> [WHAT TO PRODUCE]
Exact copy, no pictures: reproduce every record below as it stands.

> [DATA EXTRACTS]
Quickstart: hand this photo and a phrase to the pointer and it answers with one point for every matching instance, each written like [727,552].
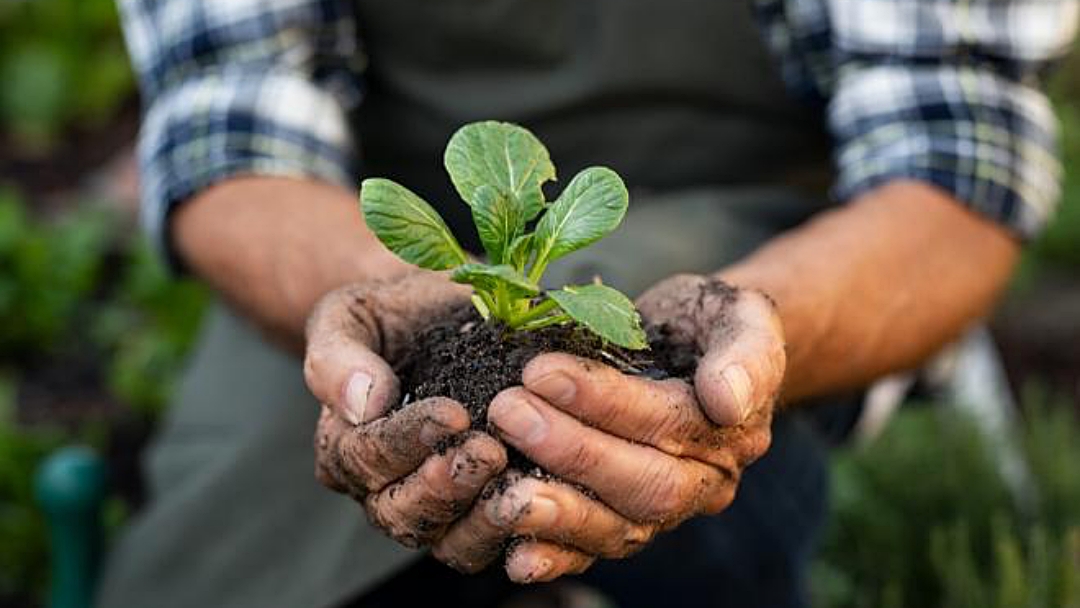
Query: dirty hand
[389,462]
[651,453]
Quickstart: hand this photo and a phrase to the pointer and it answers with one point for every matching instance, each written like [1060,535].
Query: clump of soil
[471,361]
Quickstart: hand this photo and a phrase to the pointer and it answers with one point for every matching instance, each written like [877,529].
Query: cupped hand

> [TASK RESPONSE]
Quickstart: hand this photo and a phrase to the pointer and it answers with one point for every matching instance, each written like [727,552].
Query: dirty hand
[389,462]
[651,453]
Quickstart: hand this photo and a phrase to the pointer and it answers with one point for every matching instance, each written like [1060,535].
Query: clump of soil
[471,361]
Quickstart: hand this photo and a phrase to the pointer and it answers with one point for every matching instance, each written like [877,529].
Query: cupped hand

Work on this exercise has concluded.